▶ **你的任务**
请判断以下三项说法是否与下文关于鸟和树计数的题目一致，每项回答“是”或“否”，并逐字引用题目中起决定作用的原文：1. 同一张图片中出现的鸟都被视为属于同一棵树；2. 思路部分用map来统计鸟的数量；3. 思路部分指出树的个数就是根的个数。

▶ **文档片段**
题目描述

Some scientists took pictures of thousands of birds in a forest. Assume that all the birds appear in the same picture belong to the same tree. You are supposed to help the scientists to count the maximum number of trees in the forest, and for any pair of birds, tell if they are on the same tree.

Input Specification:

Each input file contains one test case. For each case, the first line contains a positive number N (≤10^​4) which is the number of pictures. Then N lines follow, each describes a picture in the format:

K B1​​ B2 ... B​K
​​

where K is the number of birds in this picture, and B​i's are the indices of birds. It is guaranteed that the birds in all the pictures are numbered continuously from 1 to some number that is no more than 10^4​.

After the pictures there is a positive number Q (≤10^​4) which is the number of queries. Then Q lines follow, each contains the indices of two birds.

Output Specification:

For each test case, first output in a line the maximum possible number of trees and the number of birds. Then for each query, print in a line Yes if the two birds belong to the same tree, or No if not.

Sample Input:

4
3 10 1 2
2 3 4
4 1 5 7 8
3 9 6 4
2
10 5
3 7

Sample Output :

2 10
Yes
No

考点

并查集

思路

1.判断鸟、树的个数
可以使用set，每输入一个鸟就将其插入到set中。最后直接利用set.size()得到鸟的数量。鸟的数量确定之后，可以判断树的个数，树的个数也就是根的个数，循环所有鸟，存在父结点等于自身，则该结点为根结点。

▶ **数据块**
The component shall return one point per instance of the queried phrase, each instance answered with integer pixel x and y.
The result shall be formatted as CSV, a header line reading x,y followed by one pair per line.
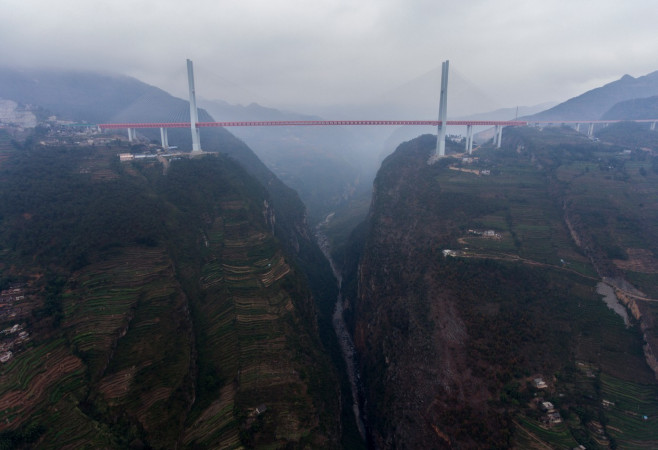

▶ **任务解答**
1. 是。"Assume that all the birds appear in the same picture belong to the same tree."
2. 否。"可以使用set，每输入一个鸟就将其插入到set中。"
3. 是。"树的个数也就是根的个数"